*** Page ***

I don't understand why we need a field on the movie-details model for a piece of information that could be gotten more accurately by iterating over the production companies or why such a field would not be better named "original_production_language" (or "production_country") as that would make it clear what it is to every one.

I'll repost what I already said in the lucy discussion:

@takeshi2010 said:

Also, if this field is truly meant to become a reflection of the origin of the production companies, which I guarantee you, 99% of the people contributing to this site didn't know, how are we supposed to know what's the main language of a movie ? Conventional wisdom would say "take the first value from spoken_languages", but here's the output I get, I'm sure you'll see the problem:

title      |       original_language        |     spoken languages    |    correct original language
The Man from U.N.C.L.E. (2015) | en | ['it', 'en', 'ru', 'de'] | en
Risky Business (1983) | en | ['de', 'en'] | en
John Wick: Chapter 4 (2023) | en | ['ar', 'cn', 'en', 'fr', 'de', 'ja', 'la', 'ru', 'es'] | en
Taxi (1998) | fr | ['pt', 'fr', 'de', 'ko'] | fr
Asterix & Obelix: Mission Cleopatra (2002) | fr | ['de', 'fr', 'ar', 'cn', 'la'] | fr
The Mask (1994) | en | ['sv', 'en'] | en
The Long Good Friday (1980) | en | ['fr', 'en'] |  en
GoodFellas (1990) | en | ['it', 'en'] |  en
The Green Mile (1999) | en | ['fr', 'en'] | en

I've just selected a few examples but I have close to 2000 titles that pose this problem from my curated list of 15000 movies. A lot are well known, popular movies. The spoken_language field is not reliable for finding out the original language of a movie, because I suspect a lot of people don't care about the ordering of this because they fill out the original_language field with the proper value. There's also a bunch of cases where people don't even bother with the spoken_language field because, again I suspect they think original_language is enough. Forcing a re-interpretation of the original_language field this late in the game means a bunch of data is wrong.

***

Given task 1 >> Please output the whole forum post on the original_language field, word for word.

*** Dataset content ***

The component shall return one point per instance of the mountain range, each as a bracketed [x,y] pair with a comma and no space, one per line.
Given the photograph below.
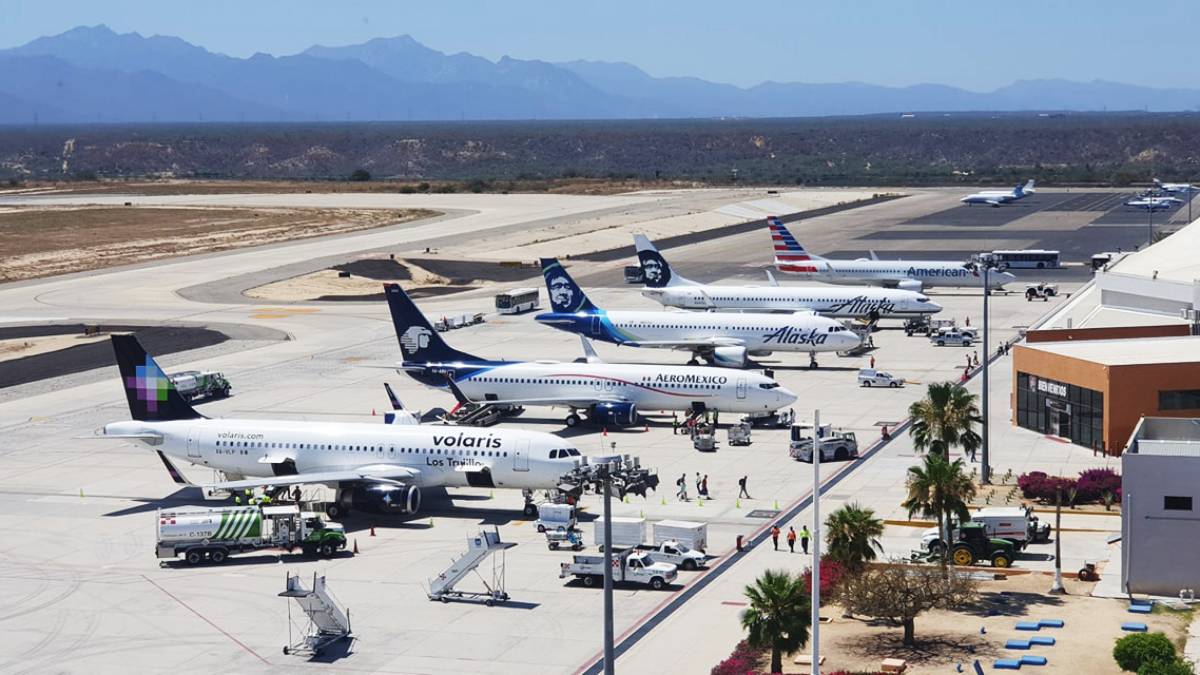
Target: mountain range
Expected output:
[91,73]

***

Given task 2 >> Pull out each line of the entries that contains the word "mountain".

Problem solution 1 >>
I don't understand why we need a field on the movie-details model for a piece of information that could be gotten more accurately by iterating over the production companies or why such a field would not be better named "original_production_language" (or "production_country") as that would make it clear what it is to every one.

I'll repost what I already said in the lucy discussion:

@takeshi2010 said:

Also, if this field is truly meant to become a reflection of the origin of the production companies, which I guarantee you, 99% of the people contributing to this site didn't know, how are we supposed to know what's the main language of a movie ? Conventional wisdom would say "take the first value from spoken_languages", but here's the output I get, I'm sure you'll see the problem:

title      |       original_language        |     spoken languages    |    correct original language
The Man from U.N.C.L.E. (2015) | en | ['it', 'en', 'ru', 'de'] | en
Risky Business (1983) | en | ['de', 'en'] | en
John Wick: Chapter 4 (2023) | en | ['ar', 'cn', 'en', 'fr', 'de', 'ja', 'la', 'ru', 'es'] | en
Taxi (1998) | fr | ['pt', 'fr', 'de', 'ko'] | fr
Asterix & Obelix: Mission Cleopatra (2002) | fr | ['de', 'fr', 'ar', 'cn', 'la'] | fr
The Mask (1994) | en | ['sv', 'en'] | en
The Long Good Friday (1980) | en | ['fr', 'en'] |  en
GoodFellas (1990) | en | ['it', 'en'] |  en
The Green Mile (1999) | en | ['fr', 'en'] | en

I've just selected a few examples but I have close to 2000 titles that pose this problem from my curated list of 15000 movies. A lot are well known, popular movies. The spoken_language field is not reliable for finding out the original language of a movie, because I suspect a lot of people don't care about the ordering of this because they fill out the original_language field with the proper value. There's also a bunch of cases where people don't even bother with the spoken_language field because, again I suspect they think original_language is enough. Forcing a re-interpretation of the original_language field this late in the game means a bunch of data is wrong.

Problem solution 2 >>
The component shall return one point per instance of the mountain range, each as a bracketed [x,y] pair with a comma and no space, one per line.
Target: mountain range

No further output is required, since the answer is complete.